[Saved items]
━━━━━━━━━━

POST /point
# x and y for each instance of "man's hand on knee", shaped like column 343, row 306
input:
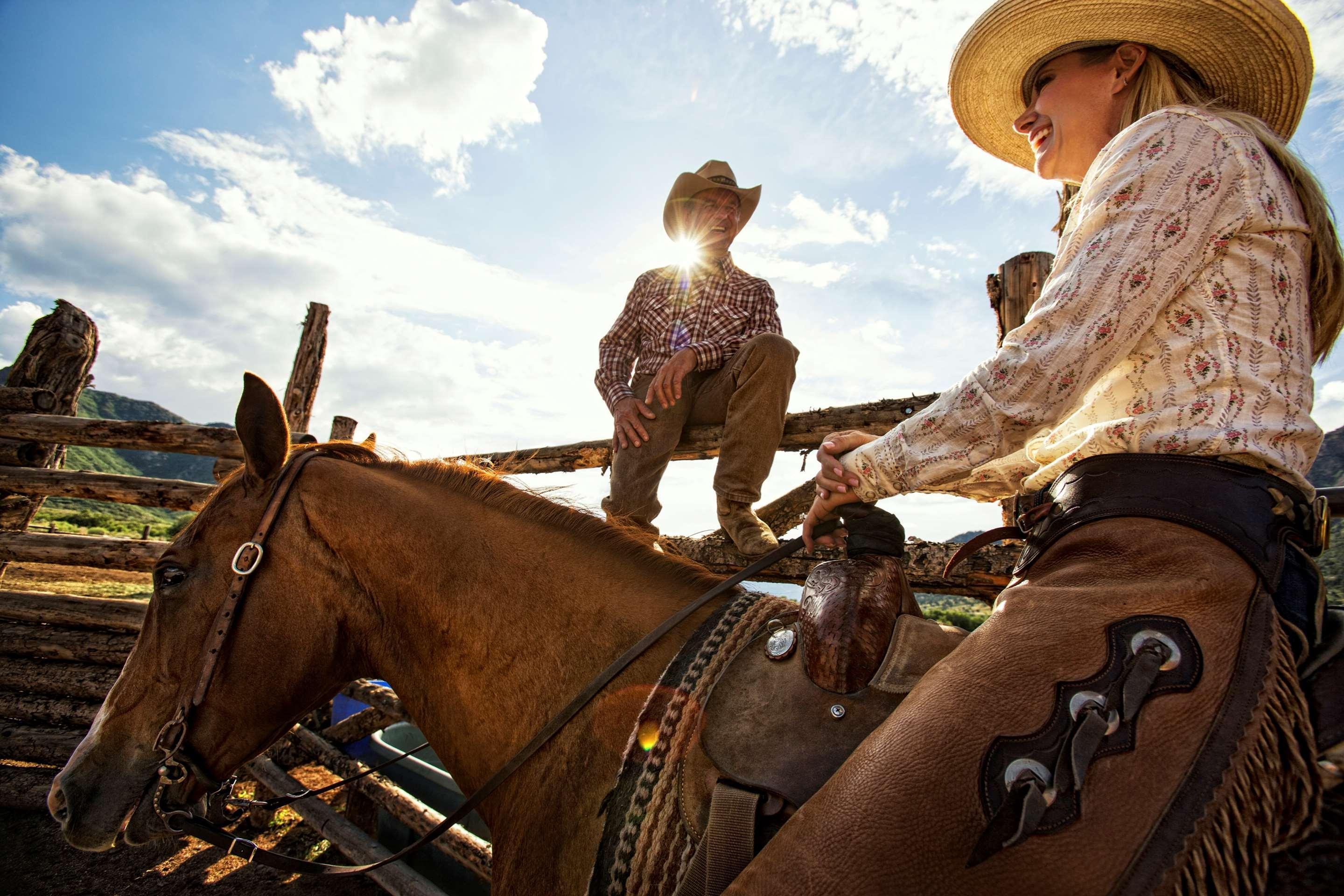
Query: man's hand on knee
column 667, row 383
column 630, row 427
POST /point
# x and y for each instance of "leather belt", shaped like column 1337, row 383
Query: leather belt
column 1250, row 511
column 1265, row 519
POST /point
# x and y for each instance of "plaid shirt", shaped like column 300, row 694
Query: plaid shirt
column 711, row 311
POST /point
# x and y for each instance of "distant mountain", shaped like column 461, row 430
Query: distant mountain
column 162, row 465
column 1330, row 464
column 123, row 519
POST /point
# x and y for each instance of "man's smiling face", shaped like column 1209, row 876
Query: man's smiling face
column 714, row 218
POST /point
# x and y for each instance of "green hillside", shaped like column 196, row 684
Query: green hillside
column 1327, row 472
column 98, row 518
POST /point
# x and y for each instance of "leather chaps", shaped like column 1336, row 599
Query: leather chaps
column 1186, row 786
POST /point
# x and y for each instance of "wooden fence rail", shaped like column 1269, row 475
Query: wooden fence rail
column 173, row 495
column 81, row 550
column 801, row 432
column 140, row 436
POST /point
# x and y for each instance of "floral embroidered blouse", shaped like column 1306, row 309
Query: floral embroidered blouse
column 1175, row 322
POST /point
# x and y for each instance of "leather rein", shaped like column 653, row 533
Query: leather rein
column 182, row 761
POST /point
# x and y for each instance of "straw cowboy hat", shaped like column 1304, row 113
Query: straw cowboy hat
column 711, row 175
column 1252, row 54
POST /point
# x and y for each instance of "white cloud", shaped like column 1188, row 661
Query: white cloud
column 1328, row 410
column 15, row 323
column 908, row 43
column 770, row 266
column 449, row 77
column 845, row 224
column 189, row 296
column 1326, row 25
column 937, row 274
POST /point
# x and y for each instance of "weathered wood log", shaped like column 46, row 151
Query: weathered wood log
column 25, row 786
column 14, row 453
column 362, row 724
column 397, row 879
column 120, row 614
column 457, row 843
column 981, row 575
column 38, row 743
column 343, row 429
column 18, row 399
column 80, row 550
column 57, row 678
column 140, row 436
column 362, row 812
column 375, row 695
column 1016, row 287
column 173, row 495
column 718, row 555
column 801, row 432
column 56, row 359
column 48, row 711
column 307, row 371
column 51, row 643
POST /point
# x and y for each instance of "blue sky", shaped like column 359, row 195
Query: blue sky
column 474, row 187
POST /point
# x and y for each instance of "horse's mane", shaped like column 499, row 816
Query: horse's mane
column 488, row 487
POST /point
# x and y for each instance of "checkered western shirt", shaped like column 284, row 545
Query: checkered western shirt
column 711, row 309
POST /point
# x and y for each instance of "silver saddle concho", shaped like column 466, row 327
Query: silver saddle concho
column 800, row 698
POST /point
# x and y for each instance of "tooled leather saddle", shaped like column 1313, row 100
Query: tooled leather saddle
column 801, row 695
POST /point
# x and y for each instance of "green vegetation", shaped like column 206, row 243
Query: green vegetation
column 123, row 520
column 955, row 610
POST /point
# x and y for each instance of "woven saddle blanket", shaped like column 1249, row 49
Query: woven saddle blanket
column 645, row 848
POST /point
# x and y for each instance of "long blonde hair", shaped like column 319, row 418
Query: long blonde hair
column 1167, row 81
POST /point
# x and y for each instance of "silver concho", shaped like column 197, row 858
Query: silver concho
column 1148, row 635
column 780, row 644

━━━━━━━━━━

Return the rows word for word, starting at their first line and ending with the line that contains "column 714, row 218". Omit the pictures from your answer.

POST /point
# x and y for each instance of "man's hand on knee", shaped like column 343, row 306
input:
Query: man's hand on knee
column 667, row 383
column 630, row 427
POST /point
# x and y for each instance of "leather belt", shaped like column 1337, row 383
Query: leather belt
column 1250, row 511
column 1265, row 519
POST /point
# x and y for each instance of "plaid shirt", shaped like column 300, row 694
Query: plaid shirt
column 711, row 311
POST /point
# x and y for each instance of "distant mountain", shaped like column 461, row 430
Query: distant mountain
column 162, row 465
column 1330, row 464
column 123, row 519
POST /point
# x and y for each instance of "man's smiling face", shaped like column 1209, row 876
Query: man's smiling face
column 714, row 218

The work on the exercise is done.